§ Problem to solve
Start at the line that contains "Where exactly in this scan can I find the turquoise". Repeat it and each line after it, exactly, up to and including the final line of the data.

▼▼▼

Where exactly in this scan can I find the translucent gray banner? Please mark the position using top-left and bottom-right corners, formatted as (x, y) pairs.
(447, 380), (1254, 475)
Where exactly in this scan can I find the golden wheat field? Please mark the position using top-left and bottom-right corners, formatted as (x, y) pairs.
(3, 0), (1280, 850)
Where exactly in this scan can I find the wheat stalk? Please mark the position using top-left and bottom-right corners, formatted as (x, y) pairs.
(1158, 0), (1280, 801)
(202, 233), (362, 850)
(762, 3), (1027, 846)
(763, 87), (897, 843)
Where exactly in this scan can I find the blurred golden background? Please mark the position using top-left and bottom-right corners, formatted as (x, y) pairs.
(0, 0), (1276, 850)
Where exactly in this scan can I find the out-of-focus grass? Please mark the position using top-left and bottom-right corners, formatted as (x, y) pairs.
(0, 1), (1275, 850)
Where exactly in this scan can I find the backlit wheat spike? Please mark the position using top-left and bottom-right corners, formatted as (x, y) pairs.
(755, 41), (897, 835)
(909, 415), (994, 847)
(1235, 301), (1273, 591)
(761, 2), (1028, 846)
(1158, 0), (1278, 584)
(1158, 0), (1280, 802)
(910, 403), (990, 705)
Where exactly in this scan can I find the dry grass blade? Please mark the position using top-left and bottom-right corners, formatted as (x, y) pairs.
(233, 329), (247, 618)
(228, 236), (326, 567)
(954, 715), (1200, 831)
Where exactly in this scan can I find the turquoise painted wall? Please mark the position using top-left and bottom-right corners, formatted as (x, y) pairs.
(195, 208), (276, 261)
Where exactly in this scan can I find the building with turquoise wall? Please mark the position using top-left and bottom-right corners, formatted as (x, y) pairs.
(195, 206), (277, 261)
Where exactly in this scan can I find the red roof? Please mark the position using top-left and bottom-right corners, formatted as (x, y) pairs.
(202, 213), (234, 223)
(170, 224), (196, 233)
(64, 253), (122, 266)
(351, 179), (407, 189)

▲▲▲

§ Problem solution
Where exactly in this scan can I find the turquoise painted wall? Please mark the position using top-left and bottom-right corners, formatted as (x, y) pairs.
(195, 208), (276, 261)
Where exactly in this scan can I find the building with turquoise wall? Please mark the position using top-left and bottom-right corners, formatted as (x, y) pairs.
(195, 206), (277, 261)
Where exactly in this scan can I find the red roof? Please mark the position using top-left and bottom-right corners, formatted as (x, y) pairs.
(202, 213), (234, 223)
(170, 224), (196, 233)
(64, 253), (122, 266)
(351, 179), (407, 189)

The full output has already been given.